Only the lines from the one holding "Target: black cooktop" to the final line of the material below belong in the answer, transcribed exactly.

------------------------------------------------------------------------

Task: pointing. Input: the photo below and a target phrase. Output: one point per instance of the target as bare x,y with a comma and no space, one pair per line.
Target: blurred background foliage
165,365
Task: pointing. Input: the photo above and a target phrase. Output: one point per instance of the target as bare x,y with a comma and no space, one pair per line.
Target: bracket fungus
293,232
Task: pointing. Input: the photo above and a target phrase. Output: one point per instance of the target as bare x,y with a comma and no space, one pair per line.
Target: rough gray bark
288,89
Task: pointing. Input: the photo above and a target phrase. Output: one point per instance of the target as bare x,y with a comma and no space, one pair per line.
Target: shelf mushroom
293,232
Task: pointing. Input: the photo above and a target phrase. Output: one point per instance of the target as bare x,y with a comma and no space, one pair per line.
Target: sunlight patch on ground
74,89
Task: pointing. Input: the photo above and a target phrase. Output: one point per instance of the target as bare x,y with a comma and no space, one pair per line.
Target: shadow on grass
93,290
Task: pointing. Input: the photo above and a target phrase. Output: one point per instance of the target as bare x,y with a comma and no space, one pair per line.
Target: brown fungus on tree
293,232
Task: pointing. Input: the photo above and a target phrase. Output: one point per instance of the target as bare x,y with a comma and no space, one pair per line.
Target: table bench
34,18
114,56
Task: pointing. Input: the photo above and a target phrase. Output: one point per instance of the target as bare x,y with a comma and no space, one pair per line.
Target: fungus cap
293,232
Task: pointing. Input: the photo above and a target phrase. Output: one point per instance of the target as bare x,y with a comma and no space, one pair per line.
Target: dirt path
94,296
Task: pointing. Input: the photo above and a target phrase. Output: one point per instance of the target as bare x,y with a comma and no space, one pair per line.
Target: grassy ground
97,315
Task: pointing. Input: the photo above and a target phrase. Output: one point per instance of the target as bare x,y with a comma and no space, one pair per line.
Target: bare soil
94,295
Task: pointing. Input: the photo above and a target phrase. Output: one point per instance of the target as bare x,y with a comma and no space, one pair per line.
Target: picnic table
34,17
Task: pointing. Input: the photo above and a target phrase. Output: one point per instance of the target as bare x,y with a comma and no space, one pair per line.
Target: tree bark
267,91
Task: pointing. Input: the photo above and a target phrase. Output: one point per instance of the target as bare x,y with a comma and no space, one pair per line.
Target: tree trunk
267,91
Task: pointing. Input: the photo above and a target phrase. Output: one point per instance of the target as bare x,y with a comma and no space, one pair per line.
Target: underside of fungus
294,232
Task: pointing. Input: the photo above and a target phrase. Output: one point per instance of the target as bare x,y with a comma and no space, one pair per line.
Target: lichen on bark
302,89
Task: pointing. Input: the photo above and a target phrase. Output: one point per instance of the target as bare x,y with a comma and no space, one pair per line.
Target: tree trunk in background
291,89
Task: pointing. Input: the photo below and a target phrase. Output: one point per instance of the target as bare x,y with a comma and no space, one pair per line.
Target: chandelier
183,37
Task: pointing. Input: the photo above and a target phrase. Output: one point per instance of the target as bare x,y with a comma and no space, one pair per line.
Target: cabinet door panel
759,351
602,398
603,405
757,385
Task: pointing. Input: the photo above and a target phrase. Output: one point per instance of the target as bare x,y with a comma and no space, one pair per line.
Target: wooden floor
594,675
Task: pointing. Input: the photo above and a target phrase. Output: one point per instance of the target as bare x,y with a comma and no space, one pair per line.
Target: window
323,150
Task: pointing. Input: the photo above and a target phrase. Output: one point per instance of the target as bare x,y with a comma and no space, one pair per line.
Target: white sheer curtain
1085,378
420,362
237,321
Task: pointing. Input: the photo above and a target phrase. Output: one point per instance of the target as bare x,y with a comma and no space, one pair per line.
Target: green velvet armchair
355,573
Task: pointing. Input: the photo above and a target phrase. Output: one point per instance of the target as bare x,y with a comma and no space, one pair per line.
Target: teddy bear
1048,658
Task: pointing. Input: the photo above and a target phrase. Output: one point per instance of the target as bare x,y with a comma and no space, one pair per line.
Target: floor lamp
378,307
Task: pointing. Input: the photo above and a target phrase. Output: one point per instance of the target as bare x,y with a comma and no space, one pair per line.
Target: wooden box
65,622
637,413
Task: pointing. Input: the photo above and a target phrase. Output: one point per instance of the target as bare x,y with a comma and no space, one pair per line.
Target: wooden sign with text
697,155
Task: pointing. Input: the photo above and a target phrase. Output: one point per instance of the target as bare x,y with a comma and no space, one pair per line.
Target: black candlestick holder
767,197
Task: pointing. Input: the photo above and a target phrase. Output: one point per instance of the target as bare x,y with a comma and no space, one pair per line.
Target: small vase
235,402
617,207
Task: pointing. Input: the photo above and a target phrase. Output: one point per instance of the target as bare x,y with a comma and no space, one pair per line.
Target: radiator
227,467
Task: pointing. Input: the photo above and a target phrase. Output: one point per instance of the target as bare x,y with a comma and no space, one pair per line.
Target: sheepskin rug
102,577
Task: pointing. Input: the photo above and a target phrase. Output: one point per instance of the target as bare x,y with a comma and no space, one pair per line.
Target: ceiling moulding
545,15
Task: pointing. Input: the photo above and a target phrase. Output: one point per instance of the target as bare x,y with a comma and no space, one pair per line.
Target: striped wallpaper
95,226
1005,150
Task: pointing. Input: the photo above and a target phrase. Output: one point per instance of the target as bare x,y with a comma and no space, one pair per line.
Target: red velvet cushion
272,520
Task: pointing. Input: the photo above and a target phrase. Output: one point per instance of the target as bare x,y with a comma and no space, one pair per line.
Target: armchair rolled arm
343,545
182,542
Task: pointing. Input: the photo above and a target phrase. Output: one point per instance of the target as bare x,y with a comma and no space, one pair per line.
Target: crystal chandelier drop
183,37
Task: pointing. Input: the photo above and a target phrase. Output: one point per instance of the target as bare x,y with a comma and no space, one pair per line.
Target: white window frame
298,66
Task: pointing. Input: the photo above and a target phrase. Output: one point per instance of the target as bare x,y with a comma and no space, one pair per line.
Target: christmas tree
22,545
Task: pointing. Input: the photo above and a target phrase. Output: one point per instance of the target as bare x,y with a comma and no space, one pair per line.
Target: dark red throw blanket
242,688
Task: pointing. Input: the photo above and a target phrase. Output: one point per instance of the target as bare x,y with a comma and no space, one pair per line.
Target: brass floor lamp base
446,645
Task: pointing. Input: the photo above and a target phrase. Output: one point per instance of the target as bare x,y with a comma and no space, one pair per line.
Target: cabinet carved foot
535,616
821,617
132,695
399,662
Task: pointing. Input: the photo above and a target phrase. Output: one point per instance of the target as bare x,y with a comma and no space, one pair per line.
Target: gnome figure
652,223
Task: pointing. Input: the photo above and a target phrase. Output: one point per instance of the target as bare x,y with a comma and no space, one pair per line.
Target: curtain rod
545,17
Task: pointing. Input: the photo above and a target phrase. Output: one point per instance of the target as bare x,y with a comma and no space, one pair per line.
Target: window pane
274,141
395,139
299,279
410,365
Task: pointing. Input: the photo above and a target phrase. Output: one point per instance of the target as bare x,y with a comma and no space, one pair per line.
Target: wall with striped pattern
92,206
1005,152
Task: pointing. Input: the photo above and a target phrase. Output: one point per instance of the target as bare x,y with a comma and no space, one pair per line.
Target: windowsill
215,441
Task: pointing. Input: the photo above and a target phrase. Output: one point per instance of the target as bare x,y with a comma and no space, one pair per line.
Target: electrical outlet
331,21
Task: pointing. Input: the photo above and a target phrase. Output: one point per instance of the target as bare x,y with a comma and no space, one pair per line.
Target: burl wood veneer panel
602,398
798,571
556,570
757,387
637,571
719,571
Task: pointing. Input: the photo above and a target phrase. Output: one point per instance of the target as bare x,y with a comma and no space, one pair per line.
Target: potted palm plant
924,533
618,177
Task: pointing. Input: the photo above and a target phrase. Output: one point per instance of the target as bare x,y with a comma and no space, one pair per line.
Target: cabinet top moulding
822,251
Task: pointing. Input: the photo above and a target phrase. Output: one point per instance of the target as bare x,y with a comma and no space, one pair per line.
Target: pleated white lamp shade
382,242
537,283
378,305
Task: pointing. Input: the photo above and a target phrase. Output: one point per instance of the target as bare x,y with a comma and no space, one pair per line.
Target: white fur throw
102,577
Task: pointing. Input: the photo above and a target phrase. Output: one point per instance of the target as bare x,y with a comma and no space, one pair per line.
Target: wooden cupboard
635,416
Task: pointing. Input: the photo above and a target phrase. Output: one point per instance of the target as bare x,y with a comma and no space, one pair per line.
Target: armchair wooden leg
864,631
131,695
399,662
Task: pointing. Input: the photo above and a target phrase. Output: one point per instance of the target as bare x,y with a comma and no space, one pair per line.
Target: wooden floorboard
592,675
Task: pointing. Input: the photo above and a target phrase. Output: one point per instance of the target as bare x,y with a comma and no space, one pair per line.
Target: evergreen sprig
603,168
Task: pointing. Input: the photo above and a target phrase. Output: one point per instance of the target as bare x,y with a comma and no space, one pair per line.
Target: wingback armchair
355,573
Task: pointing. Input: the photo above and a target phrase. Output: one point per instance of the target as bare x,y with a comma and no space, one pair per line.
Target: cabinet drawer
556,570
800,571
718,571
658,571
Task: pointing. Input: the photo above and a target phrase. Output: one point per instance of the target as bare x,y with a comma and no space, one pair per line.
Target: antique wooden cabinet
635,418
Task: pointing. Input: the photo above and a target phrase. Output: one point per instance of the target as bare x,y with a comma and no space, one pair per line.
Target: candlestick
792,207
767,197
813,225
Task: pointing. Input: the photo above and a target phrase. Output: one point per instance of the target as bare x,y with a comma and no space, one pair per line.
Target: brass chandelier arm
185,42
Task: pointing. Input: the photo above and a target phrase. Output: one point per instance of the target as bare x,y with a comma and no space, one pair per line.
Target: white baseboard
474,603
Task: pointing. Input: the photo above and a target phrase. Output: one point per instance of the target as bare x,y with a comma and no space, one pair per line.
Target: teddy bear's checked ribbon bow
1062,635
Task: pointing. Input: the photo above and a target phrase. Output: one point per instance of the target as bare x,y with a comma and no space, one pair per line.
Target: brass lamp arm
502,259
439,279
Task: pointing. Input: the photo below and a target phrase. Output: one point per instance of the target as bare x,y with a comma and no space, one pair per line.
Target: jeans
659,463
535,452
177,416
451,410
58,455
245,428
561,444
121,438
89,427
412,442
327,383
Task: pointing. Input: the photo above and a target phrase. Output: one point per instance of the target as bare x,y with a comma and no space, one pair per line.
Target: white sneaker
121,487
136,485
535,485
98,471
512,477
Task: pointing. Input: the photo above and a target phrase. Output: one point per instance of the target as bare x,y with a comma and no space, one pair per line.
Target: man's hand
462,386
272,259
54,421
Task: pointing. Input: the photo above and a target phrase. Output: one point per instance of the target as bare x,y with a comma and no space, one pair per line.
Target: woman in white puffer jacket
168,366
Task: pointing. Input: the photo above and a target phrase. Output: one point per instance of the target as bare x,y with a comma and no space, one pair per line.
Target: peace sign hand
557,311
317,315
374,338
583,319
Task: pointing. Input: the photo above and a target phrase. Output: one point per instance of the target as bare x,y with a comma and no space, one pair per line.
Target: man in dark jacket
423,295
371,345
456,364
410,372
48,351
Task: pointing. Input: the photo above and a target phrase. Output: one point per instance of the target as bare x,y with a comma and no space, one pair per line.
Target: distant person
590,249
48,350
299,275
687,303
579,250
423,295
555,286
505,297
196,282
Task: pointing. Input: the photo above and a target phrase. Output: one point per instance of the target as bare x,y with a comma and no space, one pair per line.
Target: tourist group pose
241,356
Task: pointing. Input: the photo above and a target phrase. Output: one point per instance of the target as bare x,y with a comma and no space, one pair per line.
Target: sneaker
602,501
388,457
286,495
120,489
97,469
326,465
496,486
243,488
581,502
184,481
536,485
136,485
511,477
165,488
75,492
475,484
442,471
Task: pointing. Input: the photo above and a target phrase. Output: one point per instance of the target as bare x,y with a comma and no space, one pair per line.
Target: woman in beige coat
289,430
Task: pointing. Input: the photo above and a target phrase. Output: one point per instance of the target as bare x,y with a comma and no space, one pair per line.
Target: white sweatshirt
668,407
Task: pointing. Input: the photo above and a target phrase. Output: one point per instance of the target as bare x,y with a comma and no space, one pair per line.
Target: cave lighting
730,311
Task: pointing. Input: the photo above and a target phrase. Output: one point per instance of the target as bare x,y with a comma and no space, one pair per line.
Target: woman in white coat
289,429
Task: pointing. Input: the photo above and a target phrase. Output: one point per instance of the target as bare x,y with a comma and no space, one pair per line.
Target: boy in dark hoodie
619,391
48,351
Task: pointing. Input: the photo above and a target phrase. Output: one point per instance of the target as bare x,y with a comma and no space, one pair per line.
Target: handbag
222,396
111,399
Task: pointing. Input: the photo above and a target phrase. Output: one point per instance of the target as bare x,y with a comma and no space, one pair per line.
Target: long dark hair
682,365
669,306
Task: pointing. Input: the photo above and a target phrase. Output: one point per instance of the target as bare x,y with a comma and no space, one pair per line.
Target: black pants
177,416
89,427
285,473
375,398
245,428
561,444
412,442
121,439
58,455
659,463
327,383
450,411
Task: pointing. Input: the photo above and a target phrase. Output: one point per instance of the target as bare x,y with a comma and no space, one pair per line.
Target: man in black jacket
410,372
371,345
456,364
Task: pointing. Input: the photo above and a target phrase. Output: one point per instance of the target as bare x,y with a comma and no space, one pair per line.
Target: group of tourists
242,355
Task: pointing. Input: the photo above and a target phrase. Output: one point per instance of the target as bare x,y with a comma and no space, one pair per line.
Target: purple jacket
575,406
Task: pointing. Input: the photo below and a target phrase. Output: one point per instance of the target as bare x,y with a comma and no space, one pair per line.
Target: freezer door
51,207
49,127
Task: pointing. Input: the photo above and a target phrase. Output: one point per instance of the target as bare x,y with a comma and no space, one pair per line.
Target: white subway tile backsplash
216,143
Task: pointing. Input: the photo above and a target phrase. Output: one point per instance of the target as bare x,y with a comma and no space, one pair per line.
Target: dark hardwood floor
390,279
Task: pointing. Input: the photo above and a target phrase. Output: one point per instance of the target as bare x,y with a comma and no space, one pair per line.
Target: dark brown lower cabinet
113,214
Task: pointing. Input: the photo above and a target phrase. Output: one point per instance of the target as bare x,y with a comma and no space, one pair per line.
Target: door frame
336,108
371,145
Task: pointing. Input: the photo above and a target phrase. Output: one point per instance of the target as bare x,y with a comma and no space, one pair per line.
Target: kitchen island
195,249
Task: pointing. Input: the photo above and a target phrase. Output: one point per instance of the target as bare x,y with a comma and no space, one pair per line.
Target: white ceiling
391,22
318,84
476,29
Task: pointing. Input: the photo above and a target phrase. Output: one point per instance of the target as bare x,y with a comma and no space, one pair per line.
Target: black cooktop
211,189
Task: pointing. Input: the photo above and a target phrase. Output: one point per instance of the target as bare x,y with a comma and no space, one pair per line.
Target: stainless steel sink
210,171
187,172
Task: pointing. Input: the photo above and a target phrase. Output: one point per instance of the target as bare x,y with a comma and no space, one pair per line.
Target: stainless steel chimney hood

------------------------------------------------------------------------

— Response to this exercise —
Target: black cooktop
211,189
Task: pointing. Input: the photo above and a target phrase. Output: one point per instance of the target as bare x,y with a comma and no space, one pair per line.
Target: stainless steel sink
210,171
187,172
Task: pointing. Input: the photo above and a target phrase. Output: one point per instance of the target as bare x,y with a comma and no space, one pair per line.
Target: stainless steel chimney hood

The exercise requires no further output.